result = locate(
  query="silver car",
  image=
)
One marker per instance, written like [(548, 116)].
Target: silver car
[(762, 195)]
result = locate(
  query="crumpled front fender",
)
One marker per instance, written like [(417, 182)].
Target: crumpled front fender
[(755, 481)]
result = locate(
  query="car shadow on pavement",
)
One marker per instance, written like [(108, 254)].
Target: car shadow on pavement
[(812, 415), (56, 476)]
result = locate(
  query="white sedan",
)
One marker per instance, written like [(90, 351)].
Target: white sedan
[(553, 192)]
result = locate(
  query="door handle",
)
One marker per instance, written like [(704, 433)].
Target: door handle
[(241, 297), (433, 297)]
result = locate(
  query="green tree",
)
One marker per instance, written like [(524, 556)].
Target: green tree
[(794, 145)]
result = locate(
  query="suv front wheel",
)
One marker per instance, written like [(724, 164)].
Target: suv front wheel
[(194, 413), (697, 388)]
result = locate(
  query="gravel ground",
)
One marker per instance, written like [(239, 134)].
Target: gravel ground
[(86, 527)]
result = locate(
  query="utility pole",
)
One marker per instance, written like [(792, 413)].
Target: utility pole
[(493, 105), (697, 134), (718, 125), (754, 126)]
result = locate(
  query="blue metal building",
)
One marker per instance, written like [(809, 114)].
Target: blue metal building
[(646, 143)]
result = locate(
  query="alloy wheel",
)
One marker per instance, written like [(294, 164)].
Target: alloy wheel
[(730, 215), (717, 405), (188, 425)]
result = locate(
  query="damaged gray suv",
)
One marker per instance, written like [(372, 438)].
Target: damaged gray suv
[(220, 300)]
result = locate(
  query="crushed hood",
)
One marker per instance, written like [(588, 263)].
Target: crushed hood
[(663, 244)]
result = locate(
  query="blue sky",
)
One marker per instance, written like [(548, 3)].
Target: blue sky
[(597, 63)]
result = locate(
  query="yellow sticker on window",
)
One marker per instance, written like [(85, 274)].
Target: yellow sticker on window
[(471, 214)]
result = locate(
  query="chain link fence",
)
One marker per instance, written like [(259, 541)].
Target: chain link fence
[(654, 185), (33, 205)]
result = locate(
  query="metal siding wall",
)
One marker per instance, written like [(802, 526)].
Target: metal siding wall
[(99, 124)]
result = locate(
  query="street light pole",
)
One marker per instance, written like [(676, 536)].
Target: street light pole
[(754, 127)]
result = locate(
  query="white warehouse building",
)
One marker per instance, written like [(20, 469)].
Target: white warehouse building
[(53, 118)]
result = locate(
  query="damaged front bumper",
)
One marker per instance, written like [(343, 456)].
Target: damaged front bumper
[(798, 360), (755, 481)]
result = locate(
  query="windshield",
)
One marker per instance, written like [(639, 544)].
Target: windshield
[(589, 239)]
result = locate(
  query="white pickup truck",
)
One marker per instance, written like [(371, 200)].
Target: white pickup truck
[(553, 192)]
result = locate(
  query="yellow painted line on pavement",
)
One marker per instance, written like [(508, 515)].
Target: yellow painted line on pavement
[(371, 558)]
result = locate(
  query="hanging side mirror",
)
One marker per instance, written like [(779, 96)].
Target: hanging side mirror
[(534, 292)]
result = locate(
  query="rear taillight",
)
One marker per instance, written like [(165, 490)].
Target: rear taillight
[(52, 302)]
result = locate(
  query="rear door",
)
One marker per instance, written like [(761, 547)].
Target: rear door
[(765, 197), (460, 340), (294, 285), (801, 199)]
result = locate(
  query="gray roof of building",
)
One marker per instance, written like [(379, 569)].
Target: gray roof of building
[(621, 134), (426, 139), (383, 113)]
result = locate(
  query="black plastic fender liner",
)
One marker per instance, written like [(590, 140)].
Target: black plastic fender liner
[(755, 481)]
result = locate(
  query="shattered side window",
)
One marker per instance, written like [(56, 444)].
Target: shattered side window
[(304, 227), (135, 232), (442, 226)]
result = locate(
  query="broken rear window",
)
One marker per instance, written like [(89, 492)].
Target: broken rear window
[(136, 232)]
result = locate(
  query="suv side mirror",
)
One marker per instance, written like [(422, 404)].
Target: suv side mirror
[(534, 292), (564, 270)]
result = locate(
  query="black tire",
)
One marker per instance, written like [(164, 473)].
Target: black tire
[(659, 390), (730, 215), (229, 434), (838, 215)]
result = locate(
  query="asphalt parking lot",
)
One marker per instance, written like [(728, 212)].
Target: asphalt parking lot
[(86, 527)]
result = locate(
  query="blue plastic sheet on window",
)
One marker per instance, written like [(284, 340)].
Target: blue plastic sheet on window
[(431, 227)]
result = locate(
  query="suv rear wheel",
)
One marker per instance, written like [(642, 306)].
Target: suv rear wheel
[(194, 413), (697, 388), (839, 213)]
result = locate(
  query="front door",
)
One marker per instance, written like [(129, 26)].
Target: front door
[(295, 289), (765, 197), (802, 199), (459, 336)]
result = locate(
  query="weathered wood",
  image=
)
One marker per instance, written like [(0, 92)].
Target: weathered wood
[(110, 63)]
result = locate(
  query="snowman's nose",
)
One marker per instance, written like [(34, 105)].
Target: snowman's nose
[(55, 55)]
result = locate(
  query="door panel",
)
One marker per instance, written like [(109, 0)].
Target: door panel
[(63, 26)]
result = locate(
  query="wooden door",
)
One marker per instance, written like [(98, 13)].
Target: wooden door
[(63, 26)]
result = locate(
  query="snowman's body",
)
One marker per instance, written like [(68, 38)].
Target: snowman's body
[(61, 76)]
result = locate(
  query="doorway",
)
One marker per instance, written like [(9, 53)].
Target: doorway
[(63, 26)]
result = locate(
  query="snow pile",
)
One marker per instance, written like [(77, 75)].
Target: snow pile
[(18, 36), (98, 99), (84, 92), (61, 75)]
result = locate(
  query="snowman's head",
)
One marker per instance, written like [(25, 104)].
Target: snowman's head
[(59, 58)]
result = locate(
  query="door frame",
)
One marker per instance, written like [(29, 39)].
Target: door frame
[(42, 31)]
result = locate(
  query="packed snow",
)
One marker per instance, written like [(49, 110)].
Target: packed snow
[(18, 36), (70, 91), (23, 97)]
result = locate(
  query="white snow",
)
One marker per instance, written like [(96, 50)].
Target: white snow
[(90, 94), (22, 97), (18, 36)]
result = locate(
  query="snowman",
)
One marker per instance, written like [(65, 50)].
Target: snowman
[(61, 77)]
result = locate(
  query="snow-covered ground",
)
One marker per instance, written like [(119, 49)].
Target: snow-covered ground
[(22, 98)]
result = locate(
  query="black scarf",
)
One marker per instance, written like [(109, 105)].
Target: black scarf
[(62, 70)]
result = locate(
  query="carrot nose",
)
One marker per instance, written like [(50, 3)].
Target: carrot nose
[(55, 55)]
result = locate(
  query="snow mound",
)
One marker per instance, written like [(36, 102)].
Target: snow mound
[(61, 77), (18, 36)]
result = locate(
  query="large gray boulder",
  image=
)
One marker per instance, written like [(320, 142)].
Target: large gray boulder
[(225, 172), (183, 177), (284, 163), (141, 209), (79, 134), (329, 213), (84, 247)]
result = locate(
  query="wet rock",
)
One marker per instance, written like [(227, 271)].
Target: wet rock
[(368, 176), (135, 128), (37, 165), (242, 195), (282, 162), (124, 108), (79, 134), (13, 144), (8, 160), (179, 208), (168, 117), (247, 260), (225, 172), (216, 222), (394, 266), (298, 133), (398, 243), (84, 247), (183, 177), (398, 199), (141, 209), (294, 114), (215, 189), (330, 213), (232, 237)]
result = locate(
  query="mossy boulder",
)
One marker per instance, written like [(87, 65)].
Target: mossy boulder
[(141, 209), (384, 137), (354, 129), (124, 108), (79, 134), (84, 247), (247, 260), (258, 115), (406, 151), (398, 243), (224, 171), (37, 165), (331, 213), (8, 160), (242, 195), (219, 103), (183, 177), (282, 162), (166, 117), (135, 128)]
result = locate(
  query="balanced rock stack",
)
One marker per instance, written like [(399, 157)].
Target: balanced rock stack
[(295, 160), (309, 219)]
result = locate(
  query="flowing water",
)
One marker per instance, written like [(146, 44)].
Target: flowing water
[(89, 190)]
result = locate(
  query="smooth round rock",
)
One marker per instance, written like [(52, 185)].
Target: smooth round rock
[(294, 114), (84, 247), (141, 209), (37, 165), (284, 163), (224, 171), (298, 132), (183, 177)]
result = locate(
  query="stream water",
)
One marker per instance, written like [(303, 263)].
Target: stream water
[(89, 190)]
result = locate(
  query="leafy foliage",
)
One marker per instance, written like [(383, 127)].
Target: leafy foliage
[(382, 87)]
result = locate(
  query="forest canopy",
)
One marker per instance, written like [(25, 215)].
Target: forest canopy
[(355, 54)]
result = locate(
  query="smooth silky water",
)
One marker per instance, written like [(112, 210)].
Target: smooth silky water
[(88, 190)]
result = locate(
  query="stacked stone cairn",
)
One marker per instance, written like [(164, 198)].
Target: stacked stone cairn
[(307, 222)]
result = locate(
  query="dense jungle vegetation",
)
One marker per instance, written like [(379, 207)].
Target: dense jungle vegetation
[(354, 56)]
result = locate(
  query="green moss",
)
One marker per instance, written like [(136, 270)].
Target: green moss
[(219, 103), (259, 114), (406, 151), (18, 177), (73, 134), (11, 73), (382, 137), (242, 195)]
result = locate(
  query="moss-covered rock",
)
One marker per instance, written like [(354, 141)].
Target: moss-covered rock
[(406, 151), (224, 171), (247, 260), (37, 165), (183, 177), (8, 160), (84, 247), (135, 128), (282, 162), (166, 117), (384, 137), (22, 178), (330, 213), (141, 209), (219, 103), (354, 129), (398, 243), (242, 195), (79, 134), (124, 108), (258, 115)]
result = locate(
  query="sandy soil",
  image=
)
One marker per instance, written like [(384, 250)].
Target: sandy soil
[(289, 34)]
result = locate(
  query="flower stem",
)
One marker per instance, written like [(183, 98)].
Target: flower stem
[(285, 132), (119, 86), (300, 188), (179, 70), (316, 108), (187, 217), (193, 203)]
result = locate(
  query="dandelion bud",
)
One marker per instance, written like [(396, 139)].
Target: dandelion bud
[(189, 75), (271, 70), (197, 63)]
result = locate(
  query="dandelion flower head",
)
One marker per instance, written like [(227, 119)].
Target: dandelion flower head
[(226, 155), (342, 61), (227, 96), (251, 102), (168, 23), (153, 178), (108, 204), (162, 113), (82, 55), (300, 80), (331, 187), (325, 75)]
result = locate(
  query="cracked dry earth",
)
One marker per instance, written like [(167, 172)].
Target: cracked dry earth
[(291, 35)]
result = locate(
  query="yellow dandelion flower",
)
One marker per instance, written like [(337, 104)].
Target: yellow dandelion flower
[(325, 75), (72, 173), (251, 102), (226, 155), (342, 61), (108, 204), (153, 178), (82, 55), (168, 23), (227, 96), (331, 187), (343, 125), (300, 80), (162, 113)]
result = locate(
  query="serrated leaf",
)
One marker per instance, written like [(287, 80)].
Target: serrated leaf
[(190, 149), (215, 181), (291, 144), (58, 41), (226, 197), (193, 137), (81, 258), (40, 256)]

○ ○ ○ ○ ○ ○ ○

Your task> Please repeat the stretch from the start of the records through the line containing "[(194, 413), (697, 388)]", swapping "front" for "rear" and leaving everything else as it is.

Full answer>
result = locate(
  query="silver car",
  image=
)
One marker per instance, written like [(548, 116)].
Target: silver car
[(762, 195)]
result = locate(
  query="crumpled rear fender",
)
One marker per instance, written like [(417, 182)].
Target: crumpled rear fender
[(755, 481)]
result = locate(
  query="car shadow on pavement",
)
One marker per instance, written like [(108, 254)].
Target: car shadow on pavement
[(812, 415), (56, 476)]
result = locate(
  query="white sedan",
)
One marker per instance, written like [(90, 351)].
Target: white sedan
[(553, 192)]
result = locate(
  query="door handle",
)
One marker per instance, written like [(704, 433)].
Target: door handle
[(241, 297), (433, 297)]
result = locate(
  query="green tree",
)
One marker per instance, written like [(524, 556)].
Target: green tree
[(794, 145)]
result = locate(
  query="suv rear wheel",
)
One marker per instance, written like [(724, 164)].
Target: suv rear wheel
[(194, 413), (697, 388)]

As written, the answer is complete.